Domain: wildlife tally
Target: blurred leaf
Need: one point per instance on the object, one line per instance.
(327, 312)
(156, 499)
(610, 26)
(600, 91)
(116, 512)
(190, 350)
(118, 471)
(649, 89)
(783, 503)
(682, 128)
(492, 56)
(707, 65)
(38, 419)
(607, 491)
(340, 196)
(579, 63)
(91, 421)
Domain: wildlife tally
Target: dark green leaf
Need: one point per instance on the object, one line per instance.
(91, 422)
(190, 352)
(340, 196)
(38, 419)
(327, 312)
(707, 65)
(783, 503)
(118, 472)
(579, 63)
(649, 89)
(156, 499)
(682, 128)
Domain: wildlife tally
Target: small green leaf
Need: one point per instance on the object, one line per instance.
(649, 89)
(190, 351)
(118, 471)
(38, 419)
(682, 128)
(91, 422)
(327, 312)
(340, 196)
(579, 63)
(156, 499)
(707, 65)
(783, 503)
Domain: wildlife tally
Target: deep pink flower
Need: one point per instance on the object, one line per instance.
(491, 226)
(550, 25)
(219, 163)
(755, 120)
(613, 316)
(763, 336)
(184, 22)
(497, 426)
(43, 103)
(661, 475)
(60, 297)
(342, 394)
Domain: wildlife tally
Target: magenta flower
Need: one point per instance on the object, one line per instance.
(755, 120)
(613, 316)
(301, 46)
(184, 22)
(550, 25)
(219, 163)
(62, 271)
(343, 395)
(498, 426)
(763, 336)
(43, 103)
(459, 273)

▶ [Goal] Turn every line of the listing above into a Markdown table with the columns "Row" and "Line", numbering the lines in order and leaving out any blank ones.

▶ [Task solution]
| Row | Line |
|---|---|
| 1 | Domain: wildlife tally |
| 2 | Target: blurred leaf |
| 3 | Need: one point per instance on the object, one line per instance. |
| 4 | (327, 312) |
| 5 | (156, 499) |
| 6 | (610, 26) |
| 7 | (600, 91) |
| 8 | (116, 512) |
| 9 | (190, 350) |
| 10 | (118, 471) |
| 11 | (649, 89) |
| 12 | (783, 503) |
| 13 | (682, 128) |
| 14 | (492, 56) |
| 15 | (707, 65) |
| 16 | (38, 419) |
| 17 | (607, 491) |
| 18 | (340, 196) |
| 19 | (579, 63) |
| 20 | (91, 421) |
| 21 | Domain: wildlife tally |
| 22 | Target: dark green leaf |
| 23 | Need: one point per instance on the object, one line per instance. |
| 24 | (91, 422) |
| 25 | (190, 352) |
| 26 | (340, 196) |
| 27 | (38, 419) |
| 28 | (327, 312) |
| 29 | (707, 65) |
| 30 | (783, 503) |
| 31 | (118, 472) |
| 32 | (579, 63) |
| 33 | (649, 89) |
| 34 | (156, 499) |
| 35 | (682, 128) |
| 36 | Domain: wildlife tally |
| 37 | Target: small green leaf |
| 38 | Need: one point per instance on the object, one line per instance. |
| 39 | (649, 89) |
| 40 | (190, 351) |
| 41 | (118, 471) |
| 42 | (38, 419) |
| 43 | (682, 128) |
| 44 | (91, 422) |
| 45 | (327, 312) |
| 46 | (340, 196) |
| 47 | (579, 63) |
| 48 | (156, 499) |
| 49 | (707, 65) |
| 50 | (783, 503) |
| 51 | Domain: wildlife tally |
| 52 | Target: deep pink flower |
| 53 | Need: one point per instance on the object, one line per instance. |
| 54 | (491, 226) |
| 55 | (550, 25) |
| 56 | (219, 163) |
| 57 | (755, 120) |
| 58 | (613, 316) |
| 59 | (763, 336) |
| 60 | (184, 22) |
| 61 | (497, 426) |
| 62 | (43, 103) |
| 63 | (661, 475) |
| 64 | (60, 297) |
| 65 | (342, 394) |
| 66 | Domain: wildlife tally |
| 67 | Target: magenta flower |
| 68 | Need: one point per instance on the object, one line per instance. |
| 69 | (755, 120) |
| 70 | (613, 316) |
| 71 | (301, 46) |
| 72 | (184, 22) |
| 73 | (550, 25) |
| 74 | (219, 163) |
| 75 | (62, 271) |
| 76 | (343, 395) |
| 77 | (498, 426) |
| 78 | (763, 336) |
| 79 | (43, 103) |
| 80 | (459, 273) |